**Problems to work on**.
[1] Write out the section of the passage on the Alaskan tundra starting with "By Guest Author" and going on through "trees to grow.".
[2] According to the passage on the Alaskan tundra, what do the caribou herds always have when they cross the roads?
[3] Continue the passage on the Alaskan tundra from its last sentence.

** Start of Reading passage **

By Guest Author Peggy Bradshaw, Photos by George Bradshaw

The tundra of Alaska is a stark but beautiful landscape. As the coldest of all the biomes, tree growth is hindered by low temperatures and a short growing season. Tundra also contains permafrost, which means that the soil is permanently frozen and can be from 10-35 inches deep, making it impossible for trees to grow.

Because the soil is frozen, moisture cannot soak into the ground, thus forming the lakes and pools that are so prevalent across the Alaskan North Slope. The permafrost lies only inches beneath the surface of the Coastal Plain, thus creating a bizarre landscape of wetlands and ice-wedge polygons.

Caribou watering at the Sagavanirktok River

Caribou watering at the Sagavanirktok River

The Dalton Highway runs north and south across the tundra and into the mountain ranges and gives marvelous views of scenery like no other in the world. There are Wayside Stations and Overlooks along the highway and plenty of opportunity to stop to take photos, watch wildlife, or just walk around to soak up the cool air.

The tundra is home to the world’s largest herd of caribou and they have seasonal migration. The herds always have the right-of-way as they cross the roads. You can also spot wolves, wolverine, grizzly bear, red fox, and musk ox. Hunting over the open terrain along the highway and river are many birds of prey. While crossing the Brooks Range you can spot moose and wolves, and make sure you scan the skies for golden eagles. The Arctic National Wildlife Refuse borders the BLM Utility Corridor to the east and extends across the Brooks Range and the North Slope to Canada. It offers extraordinary wilderness, recreation and wildlife values.

** End of Reading passage **
** Start of Collected data **

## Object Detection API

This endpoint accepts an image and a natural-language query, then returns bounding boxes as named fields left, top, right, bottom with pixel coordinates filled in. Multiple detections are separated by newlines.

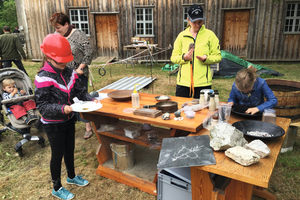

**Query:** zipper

left=60, top=71, right=70, bottom=120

** End of Collected data **

**Results of the exercise**.
[1]
By Guest Author Peggy Bradshaw, Photos by George Bradshaw

The tundra of Alaska is a stark but beautiful landscape. As the coldest of all the biomes, tree growth is hindered by low temperatures and a short growing season. Tundra also contains permafrost, which means that the soil is permanently frozen and can be from 10-35 inches deep, making it impossible for trees to grow.

[2] They always have the right-of-way.

[3]
This far north in Alaska, the sun never sets between May 10 and August 2, and never rises between November 18 and January 23.

Arctic Circle sign  - yes, it is that cold!

Arctic Circle sign - yes, it is that cold!

The Arctic Circle crosses the Dalton Highway at MP 115. It is a must stop for photos and to gather in front of the sign that marks the spot. At this spot the sun stays above the horizon for one full day on summer solstice (June 21) and below the horizon for one full day on winter solstice (December 21).

Brooks Range, eerily beautiful

Brooks Range, eerily beautiful

Gobblers Knob at MP 132 offers an excellent view of the Brooks Range to the north. The farthest north spruce, located at MP 235, was approximately 273 years old when it was killed by a vandal in 2004. You leave the tundra and cross the Continental Divide at Atigun Pass (elev. 4,739).

The tundra is a fascinating place to visit and full of wildlife and interesting scenes. State statute prohibits off-road vehicles within 5 miles either side of the highway from the Yukon River to the Arctic Ocean to protect the natural resources.